Problem:
Continue the forum thread on computing variances in multidimensional Expectation Maximization from its final sentence.

Extract:
● ● ●

Search code examples
algorithmmachine-learningdata-miningexpectation-maximization

How to compute the variances in Expectation Maximization with n dimensions?


I have been reviewing Expectation Maximization (EM) in research papers such as this one:

http://pdf.aminer.org/000/221/588/fuzzy_k_means_clustering_with_crisp_regions.pdf

I have some doubts that I have not figured it out. For example, what would happen if we have many dimensions for each datapoint?

For example I have the following dataset with 6 datapoints and 4 dimensions:

>D1 D2 D3  D4   
5, 19, 72, 5  
6, 18, 14, 1  
7, 22, 29, 4   
3, 22, 51, 1   
2, 21, 89, 2   
1, 12, 28, 1

It means that for computing the expectation step, do I need to compute 4 standard deviations (one for each dimension)?

Do I also have to compute the variance for each cluster assuming k=3 (Do not know if it is necessary based on the formula from the paper...) or just the variances for each dimensions (4 attributes)?


Solution

  • Usually, you use a Covariance matrix, which also includes variances.

● ● ●

Data from a point labeling set
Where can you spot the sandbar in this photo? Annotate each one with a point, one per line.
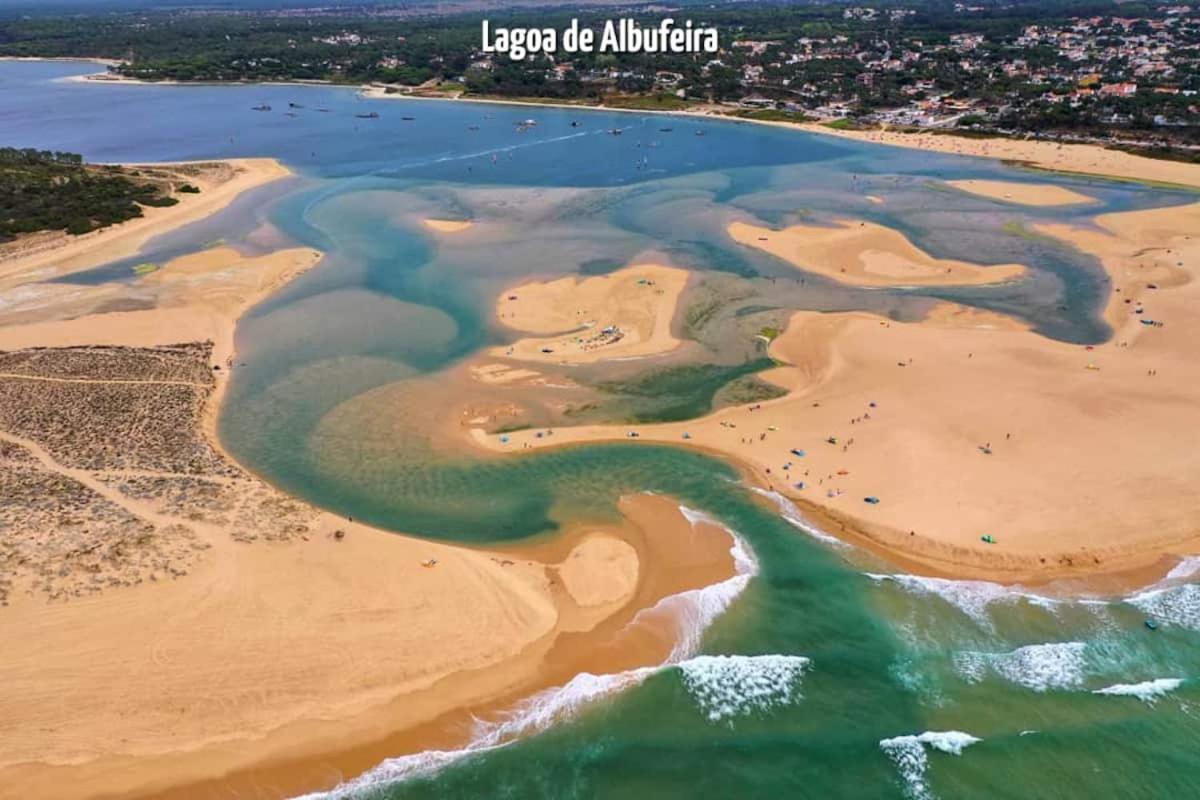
(1071, 458)
(1035, 194)
(448, 226)
(864, 253)
(624, 314)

● ● ●

Expected output:
    But it really depends on your chosen model. The simplest model does not use variances at all. A more complex model has a single variance value, the average variance over all dimensions. Next, you can have a separate variance for each dimension independently; and last but not least a full covariance matrix. That is probably the most flexible GMM in popular use.

    Depending on your implementation, there can be many more.

    From R's mclust documentation:

    univariate mixture

    "E" = equal variance (one-dimensional)
    "V" = variable variance (one-dimensional)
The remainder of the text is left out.